**Data for this task:**

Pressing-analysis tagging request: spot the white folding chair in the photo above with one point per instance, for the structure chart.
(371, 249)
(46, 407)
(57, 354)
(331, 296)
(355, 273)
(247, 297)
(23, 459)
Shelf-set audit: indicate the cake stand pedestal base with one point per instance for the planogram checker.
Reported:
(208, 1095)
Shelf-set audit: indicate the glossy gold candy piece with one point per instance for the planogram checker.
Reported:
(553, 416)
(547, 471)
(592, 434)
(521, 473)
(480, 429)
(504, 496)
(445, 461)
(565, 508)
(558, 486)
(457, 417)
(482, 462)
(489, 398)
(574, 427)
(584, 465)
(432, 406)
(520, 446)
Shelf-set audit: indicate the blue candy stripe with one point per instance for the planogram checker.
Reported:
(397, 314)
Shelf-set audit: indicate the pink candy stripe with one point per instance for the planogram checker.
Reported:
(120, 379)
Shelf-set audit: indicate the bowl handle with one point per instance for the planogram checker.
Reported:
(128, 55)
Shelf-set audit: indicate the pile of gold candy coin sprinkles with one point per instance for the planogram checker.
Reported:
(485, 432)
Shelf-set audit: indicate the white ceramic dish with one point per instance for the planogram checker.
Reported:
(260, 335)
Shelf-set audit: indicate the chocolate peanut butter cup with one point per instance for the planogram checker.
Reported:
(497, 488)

**Activity:**
Your task is to reproduce all the records above exactly as they appear.

**Expected output:**
Pressing-analysis tagging request: spot the white folding chair in the photo above with one point per instance, for the structure chart.
(371, 249)
(46, 407)
(57, 354)
(331, 296)
(355, 273)
(247, 297)
(23, 459)
Shelf-set audit: indicate the cake stand pedestal base with one point per instance for the planogram checker.
Reported:
(208, 1095)
Shelf-set audit: indicate the glossy gold candy piece with one point per instance for the planogram checker.
Reported:
(553, 416)
(547, 471)
(592, 434)
(521, 473)
(480, 429)
(504, 496)
(445, 461)
(565, 508)
(558, 486)
(457, 417)
(482, 462)
(489, 398)
(574, 427)
(584, 465)
(432, 406)
(520, 446)
Shelf-set audit: indicate the blue candy stripe with one point per instance for the planogram checker.
Reported:
(397, 314)
Shelf-set audit: indicate the pink candy stripe with one point per instance for the planogram checker.
Reported:
(120, 379)
Shelf-set audit: indicate the bowl handle with one point per instance for the planogram checker.
Reported:
(128, 55)
Shelf-set audit: indicate the pile of gold candy coin sprinkles with one point per instance for the planogram checker.
Reported:
(485, 432)
Shelf-set audit: indicate the white ceramic dish with one point per instance for the planogram checker.
Reported:
(260, 335)
Shelf-set audit: indicate the chocolate peanut butter cup with one point per instance for the planogram checker.
Reported:
(497, 488)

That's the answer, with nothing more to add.